**Activity:** Reproduce, exactly and in full, only the lines below from the one containing "Where can the recessed" through the one containing "Where can the glass".
****************
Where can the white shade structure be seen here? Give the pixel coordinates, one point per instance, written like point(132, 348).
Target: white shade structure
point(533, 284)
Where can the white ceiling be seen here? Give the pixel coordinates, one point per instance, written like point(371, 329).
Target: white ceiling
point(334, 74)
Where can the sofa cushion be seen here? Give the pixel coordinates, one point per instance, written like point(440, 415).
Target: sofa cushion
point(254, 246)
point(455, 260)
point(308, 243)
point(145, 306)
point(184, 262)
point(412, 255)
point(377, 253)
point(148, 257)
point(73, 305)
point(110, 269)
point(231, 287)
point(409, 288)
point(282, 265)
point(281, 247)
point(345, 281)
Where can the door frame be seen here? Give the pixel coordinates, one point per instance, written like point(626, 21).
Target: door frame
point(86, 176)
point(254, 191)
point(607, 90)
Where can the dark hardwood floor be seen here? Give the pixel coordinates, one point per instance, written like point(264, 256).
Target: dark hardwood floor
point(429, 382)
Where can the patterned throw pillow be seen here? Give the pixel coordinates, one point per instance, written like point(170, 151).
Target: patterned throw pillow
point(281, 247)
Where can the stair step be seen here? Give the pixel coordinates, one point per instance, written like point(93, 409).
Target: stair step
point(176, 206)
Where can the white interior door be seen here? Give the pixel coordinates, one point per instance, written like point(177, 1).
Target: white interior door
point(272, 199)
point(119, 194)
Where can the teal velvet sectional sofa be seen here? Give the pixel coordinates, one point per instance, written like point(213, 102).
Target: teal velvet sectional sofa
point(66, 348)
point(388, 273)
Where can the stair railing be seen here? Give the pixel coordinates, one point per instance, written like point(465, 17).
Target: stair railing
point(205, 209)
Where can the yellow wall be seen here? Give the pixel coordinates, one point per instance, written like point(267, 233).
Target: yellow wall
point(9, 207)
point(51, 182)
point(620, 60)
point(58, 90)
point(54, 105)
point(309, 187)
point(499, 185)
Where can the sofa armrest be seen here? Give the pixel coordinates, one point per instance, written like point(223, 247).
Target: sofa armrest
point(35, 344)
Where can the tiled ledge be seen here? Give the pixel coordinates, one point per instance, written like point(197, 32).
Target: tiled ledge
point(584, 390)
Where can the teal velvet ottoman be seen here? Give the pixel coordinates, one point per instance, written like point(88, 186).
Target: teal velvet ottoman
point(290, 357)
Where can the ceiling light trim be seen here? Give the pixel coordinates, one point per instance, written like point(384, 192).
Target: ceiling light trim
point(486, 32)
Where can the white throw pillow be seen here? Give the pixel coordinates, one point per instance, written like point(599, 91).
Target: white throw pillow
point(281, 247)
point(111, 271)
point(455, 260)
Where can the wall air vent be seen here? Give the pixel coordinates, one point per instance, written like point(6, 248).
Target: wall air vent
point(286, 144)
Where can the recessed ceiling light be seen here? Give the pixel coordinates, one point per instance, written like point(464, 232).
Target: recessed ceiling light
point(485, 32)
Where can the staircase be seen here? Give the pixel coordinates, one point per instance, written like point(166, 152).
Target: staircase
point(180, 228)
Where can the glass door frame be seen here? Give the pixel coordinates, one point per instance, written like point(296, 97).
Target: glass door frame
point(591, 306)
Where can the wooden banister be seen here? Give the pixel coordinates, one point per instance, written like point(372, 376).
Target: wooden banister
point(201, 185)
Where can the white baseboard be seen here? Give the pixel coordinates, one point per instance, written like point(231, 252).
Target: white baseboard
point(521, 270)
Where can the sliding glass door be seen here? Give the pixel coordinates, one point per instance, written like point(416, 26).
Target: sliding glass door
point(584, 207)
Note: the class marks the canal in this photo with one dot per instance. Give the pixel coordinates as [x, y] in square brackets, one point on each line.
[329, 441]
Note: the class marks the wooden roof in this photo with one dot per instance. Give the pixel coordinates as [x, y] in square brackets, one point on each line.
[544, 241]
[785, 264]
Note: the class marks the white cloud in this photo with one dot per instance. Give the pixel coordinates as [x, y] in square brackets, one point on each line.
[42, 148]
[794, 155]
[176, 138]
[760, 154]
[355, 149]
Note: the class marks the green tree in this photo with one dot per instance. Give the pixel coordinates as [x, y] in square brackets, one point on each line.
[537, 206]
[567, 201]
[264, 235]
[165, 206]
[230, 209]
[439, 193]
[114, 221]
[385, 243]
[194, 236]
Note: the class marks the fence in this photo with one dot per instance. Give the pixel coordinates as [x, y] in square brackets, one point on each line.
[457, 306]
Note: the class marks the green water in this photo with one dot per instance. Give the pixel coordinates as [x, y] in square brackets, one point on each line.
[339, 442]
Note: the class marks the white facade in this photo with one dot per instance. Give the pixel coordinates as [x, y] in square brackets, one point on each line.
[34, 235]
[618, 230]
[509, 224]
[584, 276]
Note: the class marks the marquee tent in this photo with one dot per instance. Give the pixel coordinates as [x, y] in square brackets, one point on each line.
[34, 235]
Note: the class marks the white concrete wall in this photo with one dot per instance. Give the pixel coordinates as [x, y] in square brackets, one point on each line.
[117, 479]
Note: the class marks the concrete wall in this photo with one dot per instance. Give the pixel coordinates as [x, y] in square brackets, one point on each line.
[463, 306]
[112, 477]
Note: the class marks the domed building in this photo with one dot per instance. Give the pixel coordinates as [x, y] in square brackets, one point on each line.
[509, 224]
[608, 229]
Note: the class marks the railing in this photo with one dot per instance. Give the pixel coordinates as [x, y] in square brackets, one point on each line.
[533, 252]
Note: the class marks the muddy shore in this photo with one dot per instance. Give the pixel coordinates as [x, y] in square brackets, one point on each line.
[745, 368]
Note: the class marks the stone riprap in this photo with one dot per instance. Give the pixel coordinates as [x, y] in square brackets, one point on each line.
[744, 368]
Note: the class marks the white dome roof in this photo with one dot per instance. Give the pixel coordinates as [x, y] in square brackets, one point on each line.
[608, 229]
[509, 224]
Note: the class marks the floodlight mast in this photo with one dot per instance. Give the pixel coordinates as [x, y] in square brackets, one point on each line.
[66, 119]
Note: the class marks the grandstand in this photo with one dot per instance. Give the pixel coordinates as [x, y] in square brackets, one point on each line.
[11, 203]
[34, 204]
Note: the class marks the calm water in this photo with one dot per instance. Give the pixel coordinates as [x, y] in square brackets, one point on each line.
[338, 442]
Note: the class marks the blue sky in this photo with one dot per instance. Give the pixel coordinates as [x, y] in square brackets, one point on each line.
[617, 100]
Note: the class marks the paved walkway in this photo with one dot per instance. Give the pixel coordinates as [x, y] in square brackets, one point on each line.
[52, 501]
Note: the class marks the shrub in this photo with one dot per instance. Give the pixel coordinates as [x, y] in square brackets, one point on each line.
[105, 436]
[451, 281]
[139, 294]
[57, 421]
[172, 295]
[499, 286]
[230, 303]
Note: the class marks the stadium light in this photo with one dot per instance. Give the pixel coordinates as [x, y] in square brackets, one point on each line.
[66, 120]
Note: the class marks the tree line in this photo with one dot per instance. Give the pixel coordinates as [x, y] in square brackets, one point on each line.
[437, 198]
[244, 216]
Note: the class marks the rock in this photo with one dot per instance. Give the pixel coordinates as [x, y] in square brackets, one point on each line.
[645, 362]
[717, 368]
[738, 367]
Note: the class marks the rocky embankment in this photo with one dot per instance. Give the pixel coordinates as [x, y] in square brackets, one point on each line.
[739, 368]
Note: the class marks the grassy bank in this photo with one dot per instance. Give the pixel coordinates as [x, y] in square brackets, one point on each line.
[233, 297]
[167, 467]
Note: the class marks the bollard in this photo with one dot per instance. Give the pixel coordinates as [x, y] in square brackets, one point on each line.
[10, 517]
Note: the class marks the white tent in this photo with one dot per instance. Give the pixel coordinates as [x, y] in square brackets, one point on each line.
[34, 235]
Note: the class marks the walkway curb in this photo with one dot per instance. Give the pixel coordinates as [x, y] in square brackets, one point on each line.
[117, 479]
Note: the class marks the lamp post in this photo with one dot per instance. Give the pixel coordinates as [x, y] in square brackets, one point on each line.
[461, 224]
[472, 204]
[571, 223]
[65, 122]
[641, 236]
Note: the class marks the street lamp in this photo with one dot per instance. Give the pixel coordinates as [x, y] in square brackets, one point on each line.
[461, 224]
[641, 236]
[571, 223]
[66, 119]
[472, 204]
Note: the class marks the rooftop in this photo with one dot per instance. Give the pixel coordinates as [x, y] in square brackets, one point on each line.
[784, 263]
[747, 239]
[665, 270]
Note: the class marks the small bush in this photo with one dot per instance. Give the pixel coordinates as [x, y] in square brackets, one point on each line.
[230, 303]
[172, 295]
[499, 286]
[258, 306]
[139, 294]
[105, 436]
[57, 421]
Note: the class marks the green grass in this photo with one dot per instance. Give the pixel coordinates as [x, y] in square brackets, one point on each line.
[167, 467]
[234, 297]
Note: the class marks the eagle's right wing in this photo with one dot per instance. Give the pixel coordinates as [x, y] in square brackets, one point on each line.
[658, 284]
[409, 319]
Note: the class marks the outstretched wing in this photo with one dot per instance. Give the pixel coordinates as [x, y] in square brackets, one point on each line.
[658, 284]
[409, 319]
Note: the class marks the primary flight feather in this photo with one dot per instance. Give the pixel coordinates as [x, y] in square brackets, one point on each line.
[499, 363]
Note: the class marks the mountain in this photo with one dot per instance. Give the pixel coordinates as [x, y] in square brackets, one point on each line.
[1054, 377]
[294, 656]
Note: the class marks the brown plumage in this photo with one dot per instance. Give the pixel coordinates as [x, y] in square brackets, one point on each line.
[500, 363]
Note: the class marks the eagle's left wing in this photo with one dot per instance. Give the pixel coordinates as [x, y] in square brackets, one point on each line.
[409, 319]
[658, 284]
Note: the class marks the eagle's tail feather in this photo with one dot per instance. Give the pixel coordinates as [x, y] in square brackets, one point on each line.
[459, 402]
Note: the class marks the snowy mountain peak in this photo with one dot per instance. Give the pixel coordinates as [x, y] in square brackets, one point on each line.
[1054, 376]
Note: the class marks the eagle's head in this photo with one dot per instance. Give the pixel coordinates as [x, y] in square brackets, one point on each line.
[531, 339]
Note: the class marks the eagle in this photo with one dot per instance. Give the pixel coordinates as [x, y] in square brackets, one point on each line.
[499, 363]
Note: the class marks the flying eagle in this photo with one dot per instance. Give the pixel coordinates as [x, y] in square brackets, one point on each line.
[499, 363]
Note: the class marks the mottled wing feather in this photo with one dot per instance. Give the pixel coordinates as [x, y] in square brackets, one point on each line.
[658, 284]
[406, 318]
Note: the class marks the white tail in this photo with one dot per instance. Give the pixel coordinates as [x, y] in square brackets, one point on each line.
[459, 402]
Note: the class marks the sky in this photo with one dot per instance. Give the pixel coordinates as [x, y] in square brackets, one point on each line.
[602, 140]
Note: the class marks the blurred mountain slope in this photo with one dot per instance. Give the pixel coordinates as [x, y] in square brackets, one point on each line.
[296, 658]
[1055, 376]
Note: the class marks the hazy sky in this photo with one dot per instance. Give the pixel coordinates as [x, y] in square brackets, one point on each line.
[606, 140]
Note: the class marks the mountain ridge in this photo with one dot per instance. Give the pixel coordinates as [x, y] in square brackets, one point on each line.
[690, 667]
****************
**Answer:**
Where can the recessed ceiling light be seen here? Give the pixel coordinates, one point per instance, written like point(464, 232).
Target: recessed ceiling light
point(485, 32)
Where can the staircase be seen here? Give the pixel coordinates, one point per instance, written like point(166, 152).
Target: staircase
point(180, 228)
Where can the glass door frame be seen here? Give the pixel coordinates, one point per instance, written like point(296, 97).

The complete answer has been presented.